#### Action item
Among the entries below, find the lines that hold the word "instance" and report them.

Stored items
________________________________________
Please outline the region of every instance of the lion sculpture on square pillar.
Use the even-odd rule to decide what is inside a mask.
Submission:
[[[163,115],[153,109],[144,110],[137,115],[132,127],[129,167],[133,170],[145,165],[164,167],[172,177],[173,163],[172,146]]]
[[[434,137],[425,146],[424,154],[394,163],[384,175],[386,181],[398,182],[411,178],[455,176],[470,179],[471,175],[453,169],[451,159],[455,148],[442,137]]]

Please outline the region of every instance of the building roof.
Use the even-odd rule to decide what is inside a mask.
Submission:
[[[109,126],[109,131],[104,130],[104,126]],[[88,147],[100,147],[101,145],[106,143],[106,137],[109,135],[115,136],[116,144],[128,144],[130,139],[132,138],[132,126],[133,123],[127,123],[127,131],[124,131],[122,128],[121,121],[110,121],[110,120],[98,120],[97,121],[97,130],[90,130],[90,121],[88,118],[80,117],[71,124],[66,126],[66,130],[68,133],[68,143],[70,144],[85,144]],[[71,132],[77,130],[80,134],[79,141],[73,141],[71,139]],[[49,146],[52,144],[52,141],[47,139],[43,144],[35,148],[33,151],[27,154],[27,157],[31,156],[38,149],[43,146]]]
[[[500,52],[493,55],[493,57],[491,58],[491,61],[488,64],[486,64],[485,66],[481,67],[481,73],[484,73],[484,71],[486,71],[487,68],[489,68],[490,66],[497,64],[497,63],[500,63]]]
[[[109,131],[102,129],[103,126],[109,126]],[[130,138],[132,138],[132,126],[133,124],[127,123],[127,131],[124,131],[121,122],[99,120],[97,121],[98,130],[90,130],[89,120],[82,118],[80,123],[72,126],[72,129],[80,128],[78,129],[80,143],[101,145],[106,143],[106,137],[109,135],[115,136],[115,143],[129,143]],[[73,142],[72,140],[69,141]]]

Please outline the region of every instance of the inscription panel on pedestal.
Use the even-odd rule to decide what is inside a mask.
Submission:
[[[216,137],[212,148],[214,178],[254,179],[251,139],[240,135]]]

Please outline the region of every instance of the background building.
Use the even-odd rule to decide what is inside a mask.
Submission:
________________________________________
#### Response to the task
Please outline the region of every instance of the lion sculpture on square pillar.
Please outline the region of every instance of the building roof.
Please outline the region of every instance of the inscription panel on pedestal.
Please outline the region of every instance of the background building.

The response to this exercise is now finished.